---- Material supplied
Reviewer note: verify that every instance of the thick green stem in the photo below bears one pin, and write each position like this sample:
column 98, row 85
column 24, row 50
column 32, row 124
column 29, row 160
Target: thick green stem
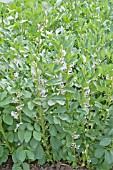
column 5, row 137
column 44, row 132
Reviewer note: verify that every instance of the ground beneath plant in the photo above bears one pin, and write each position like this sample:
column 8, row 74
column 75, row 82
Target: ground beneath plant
column 47, row 166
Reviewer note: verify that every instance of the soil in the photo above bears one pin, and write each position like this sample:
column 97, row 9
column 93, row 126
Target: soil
column 47, row 166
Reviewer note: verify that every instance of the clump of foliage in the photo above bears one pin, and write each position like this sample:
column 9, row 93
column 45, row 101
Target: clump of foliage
column 56, row 82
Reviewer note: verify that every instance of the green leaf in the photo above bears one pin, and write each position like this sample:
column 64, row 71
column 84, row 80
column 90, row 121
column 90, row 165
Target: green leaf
column 51, row 102
column 105, row 141
column 25, row 166
column 37, row 135
column 39, row 152
column 8, row 119
column 1, row 151
column 22, row 155
column 52, row 130
column 56, row 120
column 99, row 152
column 27, row 136
column 30, row 154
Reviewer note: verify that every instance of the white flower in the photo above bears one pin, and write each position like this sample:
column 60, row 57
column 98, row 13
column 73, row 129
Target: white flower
column 63, row 52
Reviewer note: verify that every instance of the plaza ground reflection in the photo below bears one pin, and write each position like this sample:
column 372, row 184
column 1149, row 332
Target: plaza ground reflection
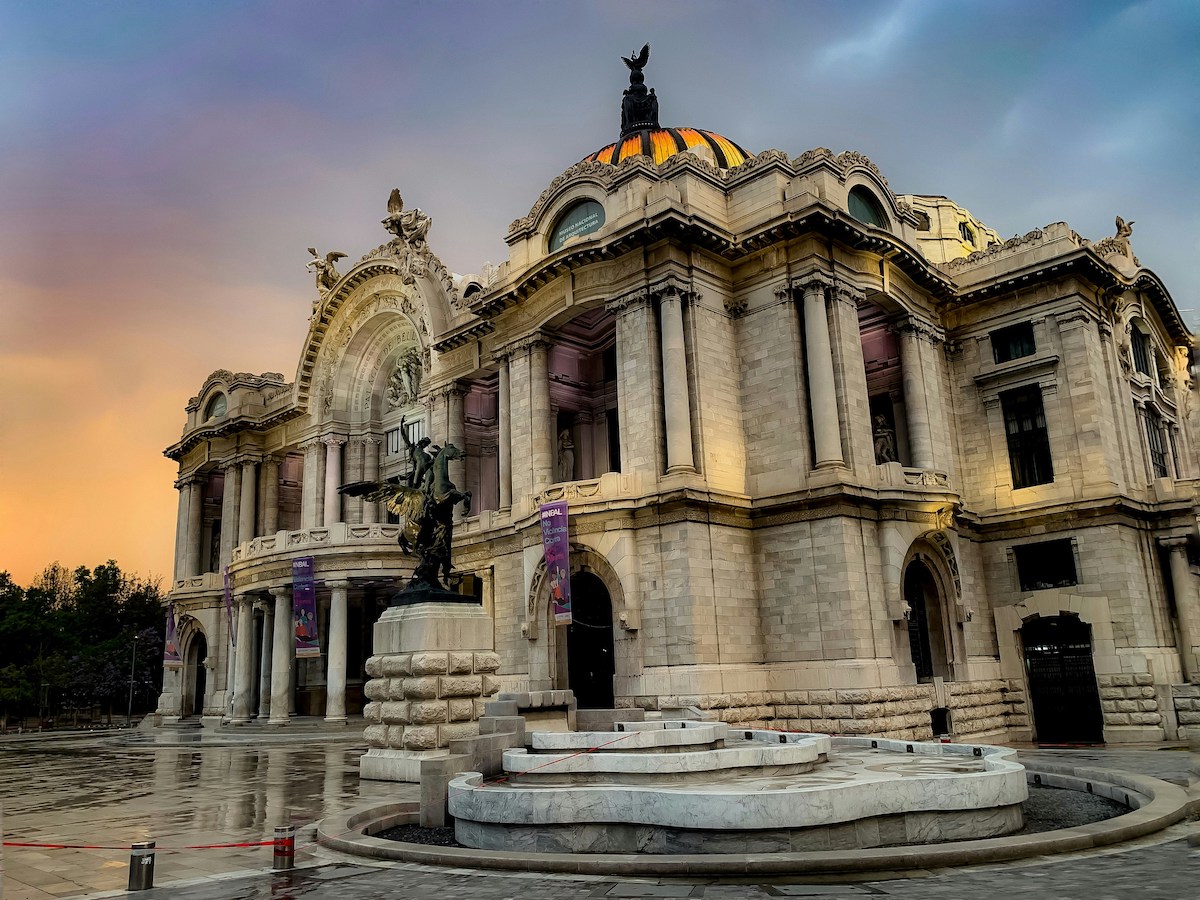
column 106, row 792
--------
**Work item**
Please repeat the listing above word for word, with the pictures removed.

**Response box**
Reviewer note: verify that every instance of the thick green stem in the photo below bears one pin, and write each position like this sample:
column 98, row 85
column 24, row 50
column 32, row 124
column 29, row 160
Target: thick green stem
column 5, row 137
column 44, row 132
Reviewer note: verify that every instance of the ground beneath plant in the photo above bears one pin, and write each position like this sample:
column 8, row 74
column 75, row 82
Target: ground beneath plant
column 47, row 166
Reviewer note: verify that every instance of the soil in the photo above bears one pin, and write each position like this sample:
column 97, row 9
column 93, row 126
Target: soil
column 47, row 166
Reviewer note: verify that every instance of the clump of foliage in the photo above bears one pin, and write each position like this sample:
column 9, row 93
column 45, row 101
Target: clump of foliage
column 56, row 82
Reviewer note: verify that every instance of the green leaf in the photo above bears one pin, and write each position like this sample:
column 64, row 71
column 84, row 80
column 90, row 121
column 90, row 165
Target: green leaf
column 51, row 102
column 105, row 141
column 25, row 166
column 37, row 135
column 39, row 152
column 8, row 119
column 1, row 151
column 22, row 155
column 52, row 130
column 56, row 120
column 99, row 152
column 27, row 136
column 30, row 154
Reviewer note: verify that every instance of the white flower in the photo above bears one pin, and write each position like this sample:
column 60, row 57
column 98, row 13
column 73, row 129
Target: white flower
column 63, row 52
Reviewer note: verify that every instance of the plaza ground reflection in the photo below bears one pin, and write each position like this sample:
column 372, row 184
column 1149, row 332
Target: plaza ground reflection
column 106, row 792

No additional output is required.